** Start of Text shown **

# Bolivar surf



## Fishinjoe (Aug 11, 2018)

Anyone ever go towards mcfadden when fishing around hi island. I'm from sabine pass just a shorter drive to hi island from where I live now. Use to be some mud flats that held alot of shrimp that way.


----------



## ChasingReds (Jul 31, 2009)

Lot less beach than there used to be last time I was down there. Only went about 1/2 mile in before turning back due to the torn up access rd. Was April or May.

Sent from my SM-G920T using Tapatalk


----------



## Fishinjoe (Aug 11, 2018)

**** that sucks. I haven't been down that way yet this year and was hoping to make a trip this weekend. I know they did a beach restoration down there but didnt know if you could get to it


----------



## ChasingReds (Jul 31, 2009)

I dont go that way often, was just poking around but was surprised how little beach there was. Construction on a new curve supposed to start soon so when done may open up more access. Had not heard about the restoration but hopefully someone with more recent experience will chime in

Sent from my SM-G920T using Tapatalk


----------



## Fishin' Soldier (Dec 25, 2007)

Once you actually get down to actual Mcfadden there is usually plenty of beach to access. You may need 4x4 though.


----------



## dcs12345 (May 1, 2014)

Ive always wanted to drive the length of it starting on the Sabine side, but I don't know if the beach is still passable. Last time I went down to Mcfadden, tons of people were having issues just making it through the entrance. It was **** loose.


----------



## HoustonKid (Dec 29, 2005)

I made the drive from Sabine to HI about 3 years ago. 4x4 definitely needed. There were spots where it was pretty much mud then shore. No beach to speak of. A trail had been made a few feet from what would be the beach. Again, it's been a few years since I drove it but I had driven it several times for a few years before that. Seems to be about the same over time.

** End of Text shown **

◆ **Aim**
Name each distinct user who posts in the Bolivar surf thread, listing each name once.

** Start of Record excerpts **

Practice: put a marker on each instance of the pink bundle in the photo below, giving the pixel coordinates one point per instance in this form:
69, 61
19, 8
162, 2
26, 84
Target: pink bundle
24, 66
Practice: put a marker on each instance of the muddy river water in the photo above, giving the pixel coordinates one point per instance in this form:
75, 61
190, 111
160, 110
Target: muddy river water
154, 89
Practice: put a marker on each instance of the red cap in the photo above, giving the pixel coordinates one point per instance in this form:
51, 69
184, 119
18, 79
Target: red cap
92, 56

** End of Record excerpts **

◆ **Task response**
Fishinjoe, ChasingReds, Fishin' Soldier, dcs12345, HoustonKid